▶ _ВЫБРАННЫЙ ОТРЫВОК_
'''
Именно усилиями Кульбина 25 апреля 1908 года в Петербурге, в «Пассаже» на Невском, открылась выставка «Современные течения в искусстве». Действительно «современными» были на ней лишь Бурлюки, Экстер, Лентулов и сам Кульбин. Рядом мирно висели работы Бенуа, Бакста, Билибина. Однако ажиотаж был большой, выставка собрала среди зрителей энтузиастов «свободного искусства». Вскоре новые объединения создаются все с большей пылкостью. Возникает столь знаменитый впоследствии «Союз молодежи» (Матюшин, Гуро, Школьник и др.), на первой выставке которого (март 1910) показали свои работы Бурлюки, Ларионов, Гончарова, Школьник, Экстер.
Вслед за тем в Петербург приехала выставка «Салон Издеб- ского», открывшаяся в декабре 1909 года в Одессе, ставшая, вероятно, решающим событием в смысле осознания русскими художниками своей начинающейся интеграции в западное искусство. Рядом с Марке, Браком, Вламинком, Ван Донгеном, Матиссом, Руссо, Глезом и Метценже, рядом с Явленским и Кандинским, с Джакомо Балла висели картины Гончаровой, Ларионова, Бурлюков. В том же году появляется русский перевод только что напечатанного в парижском «Фигаро» «Первого манифеста футуризма» Т. Маринетти.
Футуристы — не столько еще своим искусством, едва ли выраженным, сколько своими намерениями, декларациями, социальной заостренностью — стали своего рода детонатором для русской поведенческой модели. Итальянские интеллектуалы, остро чувствовавшие постылую «музеефицированность» своей национальной культуры и мечтавшие построить на ее руинах иную — дерзкую, технократическую, способную к тому же возродить величие опровинциалившейся Италии,— во многом вдохновляли русских коллег. Русские ниспровергатели основ, одинаково утомленные и настойчивым ригоризмом передвижников, и чрезмерной изысканностью и пассеизмом «Мира искусств»,
видели в жестком максимализме и сверхсовременных идеях футуристов путь к освобождению и от первых, и от вторых.
'''
▶ _ИЗВЛЕЧЕННЫЕ ДАННЫЕ_
'''
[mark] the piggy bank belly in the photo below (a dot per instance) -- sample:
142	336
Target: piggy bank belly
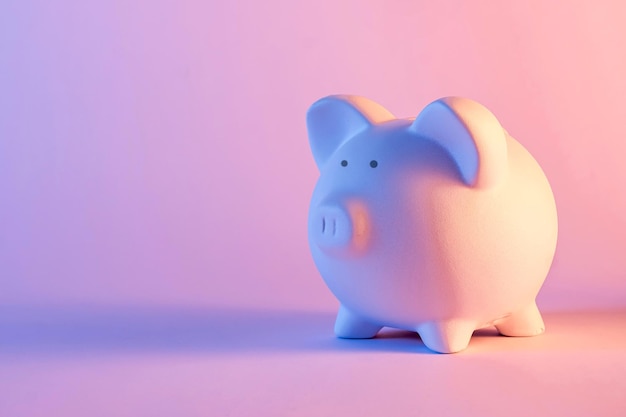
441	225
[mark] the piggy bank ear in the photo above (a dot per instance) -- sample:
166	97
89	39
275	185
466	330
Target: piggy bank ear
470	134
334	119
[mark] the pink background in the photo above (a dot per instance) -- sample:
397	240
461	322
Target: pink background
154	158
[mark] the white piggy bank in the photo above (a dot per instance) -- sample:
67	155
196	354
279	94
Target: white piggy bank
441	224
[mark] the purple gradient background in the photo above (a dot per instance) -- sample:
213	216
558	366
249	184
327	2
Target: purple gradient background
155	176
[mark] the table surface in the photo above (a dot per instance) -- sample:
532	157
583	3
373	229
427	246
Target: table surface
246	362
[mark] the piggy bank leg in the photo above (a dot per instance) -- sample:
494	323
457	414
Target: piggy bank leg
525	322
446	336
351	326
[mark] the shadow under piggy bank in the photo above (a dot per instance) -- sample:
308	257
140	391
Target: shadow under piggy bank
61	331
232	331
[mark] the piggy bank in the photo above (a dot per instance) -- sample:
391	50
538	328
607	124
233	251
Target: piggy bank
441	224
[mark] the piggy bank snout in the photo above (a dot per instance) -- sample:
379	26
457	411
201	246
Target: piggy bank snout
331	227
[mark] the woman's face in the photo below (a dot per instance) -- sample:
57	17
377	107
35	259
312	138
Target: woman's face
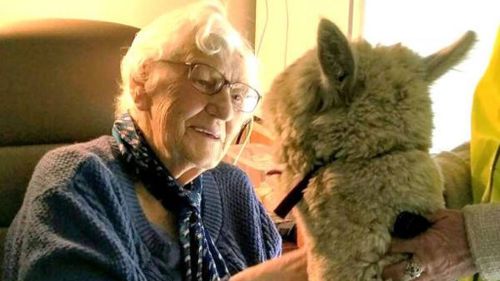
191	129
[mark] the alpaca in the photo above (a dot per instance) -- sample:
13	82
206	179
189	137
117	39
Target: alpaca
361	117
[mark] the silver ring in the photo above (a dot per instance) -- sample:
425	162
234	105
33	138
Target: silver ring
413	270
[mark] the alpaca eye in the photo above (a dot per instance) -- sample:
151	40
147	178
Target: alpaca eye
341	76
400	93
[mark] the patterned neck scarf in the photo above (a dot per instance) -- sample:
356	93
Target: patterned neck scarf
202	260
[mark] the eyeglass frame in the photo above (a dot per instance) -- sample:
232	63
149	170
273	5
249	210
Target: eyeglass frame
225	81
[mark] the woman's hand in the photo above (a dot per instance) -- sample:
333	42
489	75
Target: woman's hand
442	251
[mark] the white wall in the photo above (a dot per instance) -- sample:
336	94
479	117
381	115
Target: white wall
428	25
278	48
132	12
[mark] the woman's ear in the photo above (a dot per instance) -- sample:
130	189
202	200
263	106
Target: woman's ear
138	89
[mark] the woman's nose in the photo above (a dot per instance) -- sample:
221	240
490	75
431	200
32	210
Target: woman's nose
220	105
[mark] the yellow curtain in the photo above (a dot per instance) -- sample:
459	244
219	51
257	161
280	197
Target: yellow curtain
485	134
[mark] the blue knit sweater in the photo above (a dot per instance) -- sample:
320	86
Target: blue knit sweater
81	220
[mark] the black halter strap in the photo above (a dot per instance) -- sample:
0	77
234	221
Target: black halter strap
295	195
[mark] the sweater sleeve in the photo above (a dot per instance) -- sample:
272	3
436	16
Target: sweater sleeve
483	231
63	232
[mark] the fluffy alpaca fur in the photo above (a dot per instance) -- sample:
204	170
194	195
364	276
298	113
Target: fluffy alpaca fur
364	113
'''
'''
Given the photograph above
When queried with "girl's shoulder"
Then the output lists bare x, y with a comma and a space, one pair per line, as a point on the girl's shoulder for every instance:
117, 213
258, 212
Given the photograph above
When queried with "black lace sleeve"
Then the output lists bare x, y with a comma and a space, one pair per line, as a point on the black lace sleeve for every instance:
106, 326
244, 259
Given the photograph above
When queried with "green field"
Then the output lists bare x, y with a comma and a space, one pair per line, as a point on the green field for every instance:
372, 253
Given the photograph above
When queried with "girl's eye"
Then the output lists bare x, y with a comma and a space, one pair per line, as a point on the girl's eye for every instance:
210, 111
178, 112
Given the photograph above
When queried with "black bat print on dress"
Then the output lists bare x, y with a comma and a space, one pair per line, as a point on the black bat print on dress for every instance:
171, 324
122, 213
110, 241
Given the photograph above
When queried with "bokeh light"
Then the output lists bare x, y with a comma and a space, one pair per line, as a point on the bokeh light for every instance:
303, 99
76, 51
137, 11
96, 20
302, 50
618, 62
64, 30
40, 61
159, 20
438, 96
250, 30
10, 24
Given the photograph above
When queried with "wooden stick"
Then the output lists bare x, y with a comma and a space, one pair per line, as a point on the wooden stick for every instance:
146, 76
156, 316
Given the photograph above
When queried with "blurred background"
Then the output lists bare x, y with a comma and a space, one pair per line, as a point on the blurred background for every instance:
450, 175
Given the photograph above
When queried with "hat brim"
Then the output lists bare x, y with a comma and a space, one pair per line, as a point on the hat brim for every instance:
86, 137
'''
▶ _ЗАДАНИЕ_
Подхватите отрывок о русском авангарде и футуризме и продолжите его сразу после последнего предложения.

▶ _ОТВЕТ_
Привыкшие к художественным новшествам и постоянным переменам французы были куда менее озабочены общественными проблемами, и пафос их новаций вовсе не был социальным пафосом, как у итальянцев и в известной мере русских. И хотя создатели русского авангарда были на словах против особой содержательности и ратовали за свободу искусства в самом дерзком и эпатирующем варианте, настойчивое «словесное оформление» каждой новации делало их заложниками все тех же социально-этических проблем.
В конце 1910 года в Москве — первая выставка «Бубнового валета» и тоже рядом с Гончаровой, Ларионовым, Лентуловым, Экстер, Машковым, Кончаловским — Кандинский и Явленский, Глез, Моро, три картины Малевича. Во 2-м салоне Издебского среди прочих представлены были В. Татлин, Н. Кульбин, большинство «бубнововалетцев».
Это был настоящий прорыв со всеми сопутствующими издержками: поспешностью и категоричностью суждений, жесткостью споров, скрытым и открытым соперничеством, молодой самоуверенностью.
Однако при всей активности групп и группировок, эпатажных манифестаций, жестов и даже аргументированных теорий куда важнее были реальные художественные события, маркировавшие становление Новейшего искусства в России.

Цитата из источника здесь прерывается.